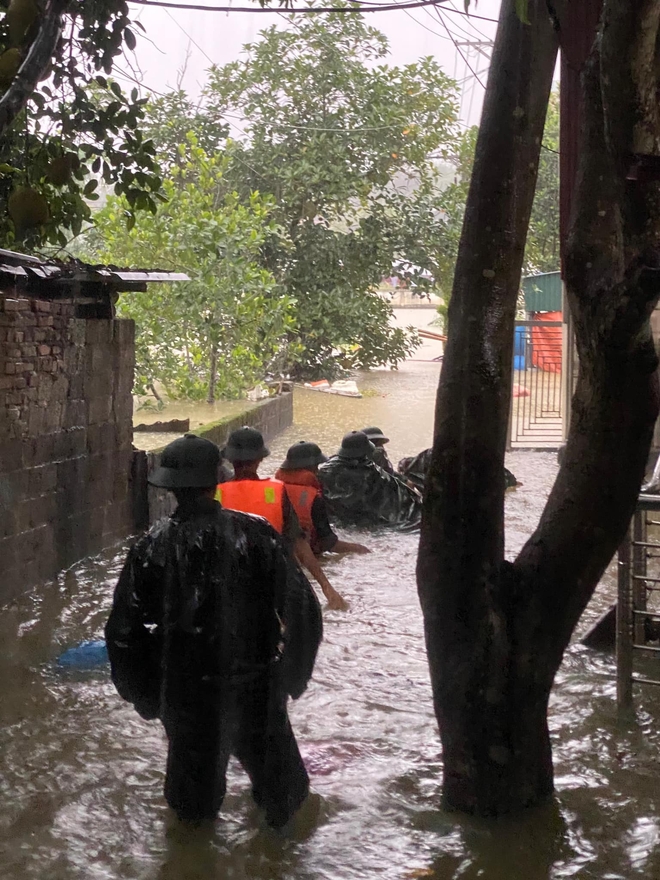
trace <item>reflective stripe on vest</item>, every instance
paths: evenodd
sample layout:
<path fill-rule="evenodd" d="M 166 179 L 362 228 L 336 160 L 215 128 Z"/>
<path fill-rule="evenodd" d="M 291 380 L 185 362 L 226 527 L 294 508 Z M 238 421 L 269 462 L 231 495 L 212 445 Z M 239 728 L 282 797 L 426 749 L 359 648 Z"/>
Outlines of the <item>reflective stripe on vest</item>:
<path fill-rule="evenodd" d="M 308 541 L 312 541 L 316 536 L 314 534 L 314 521 L 312 520 L 312 505 L 320 491 L 314 486 L 300 486 L 296 483 L 285 483 L 286 494 L 289 496 L 293 509 L 298 514 L 298 520 L 305 537 Z"/>
<path fill-rule="evenodd" d="M 282 534 L 284 483 L 280 483 L 279 480 L 230 480 L 228 483 L 219 484 L 215 498 L 228 510 L 240 510 L 243 513 L 263 516 L 277 532 Z"/>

****

TASK OBJECTIVE — Copy out all the material above again, requests included, and add -63 to every coordinate in the outline answers. Leave the numbers in the requests and their sample layouts unchanged, and leave the pictures out.

SOLUTION TO THE EXERCISE —
trace <item>reflective stripe on vest</item>, every instance
paths: evenodd
sample layout:
<path fill-rule="evenodd" d="M 166 179 L 362 228 L 336 160 L 215 128 Z"/>
<path fill-rule="evenodd" d="M 291 380 L 185 362 L 226 527 L 294 508 Z M 238 421 L 269 462 L 231 495 L 212 445 Z M 239 728 L 282 797 L 426 749 L 359 648 Z"/>
Outlines of the <item>reflective stripe on vest</item>:
<path fill-rule="evenodd" d="M 245 478 L 249 478 L 253 473 L 251 471 L 251 458 L 249 457 L 249 442 L 257 428 L 251 423 L 237 423 L 233 420 L 222 420 L 223 431 L 226 433 L 230 446 L 235 451 L 235 457 L 242 474 Z"/>
<path fill-rule="evenodd" d="M 219 471 L 221 420 L 217 420 L 216 417 L 167 417 L 165 420 L 156 421 L 152 435 L 165 447 L 177 447 L 180 450 L 200 453 L 214 469 Z"/>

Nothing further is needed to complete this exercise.